— Job 1 —
Using the self-esteem guide for parents of teen girls, explain in one to three sentences why helping a daughter build her self-esteem is among the best ways to help her live a happy and fulfilling life.
— Job 2 —
Please answer these questions from the self-esteem guide for parents of teen girls:
(a) How does the guide define self-esteem?
(b) What three things does self-esteem give a teen the confidence to do?
(c) What might girls with low self-esteem do to please others?

— Excerpt provided —
Self-Esteem for Teen Girls: A Guide for Parents

Have you noticed that your daughter has become more critical of herself or others? Does she appear more anxious or withdrawn? Is she afraid to try new things?

If you answered yes to any of the above questions, your daughter may be suffering from low self-esteem. And she’s not alone.

The teen years are full of big changes. Many girls, even those who used to be confident, transform into awkward teens. They start to feel unsure of themselves or think they don't fit in anywhere.

As a parent, it can be tough to watch your daughter struggling to feel good about herself. That’s why I put together this guide on self-esteem for teen girls to help you understand what your daughter is going through and how you can support her.

What is self-esteem and why is it important for your teen daughter?

Simply put, self-esteem is the way we perceive ourselves. When we have healthy self-esteem, we can easily see our own worth. Self-esteem is what helps us identify and appreciate our strengths.  And it's what allows us to forgive ourselves when we make mistakes.

Self-esteem is the key ingredient that gives your teen the confidence to:

  • Try new things
  • Take pride in her work and accomplishments
  • Make healthy, positive choices

On the other hand, girls with low self-esteem may feel flawed or inferior to others or see themselves as unlovable or inadequate. The decisions they make often cause a further breakdown in their self-esteem and may look like:

  • Comparing themselves to others
  • Saying yes when they want to say no to please others
  • Relying on unhealthy coping mechanisms such as harmful eating habits, substance use, or staying in hurtful relationships

Strong self-esteem is an important part of your daughter’s health and well-being. It affects everything from relationships to setting and achieving goals.  Helping her improve her self-esteem is one of the best ways you can help your daughter live a happy and fulfilling life.

— Provided records —
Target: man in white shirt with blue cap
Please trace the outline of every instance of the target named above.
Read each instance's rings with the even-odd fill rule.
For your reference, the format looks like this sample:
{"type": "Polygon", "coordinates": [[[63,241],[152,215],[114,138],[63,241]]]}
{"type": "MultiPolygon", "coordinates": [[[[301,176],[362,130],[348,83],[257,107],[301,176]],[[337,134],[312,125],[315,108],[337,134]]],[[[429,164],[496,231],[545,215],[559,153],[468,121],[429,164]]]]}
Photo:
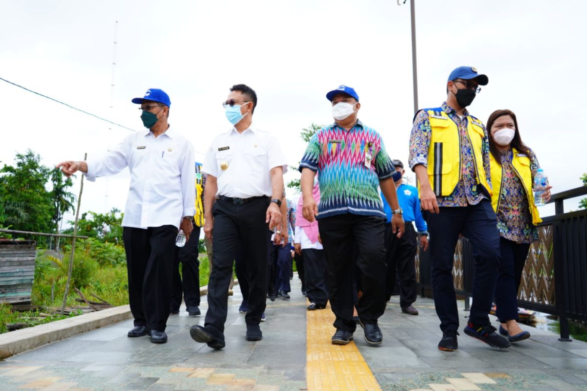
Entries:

— Expected answer 1 —
Strong self-esteem is an important part of a daughter's health and well-being. It affects everything from her relationships to setting and achieving goals.

— Expected answer 2 —
(a) Self-esteem is the way we perceive ourselves.
(b) Try new things, take pride in her work and accomplishments, and make healthy, positive choices.
(c) They may say yes when they want to say no.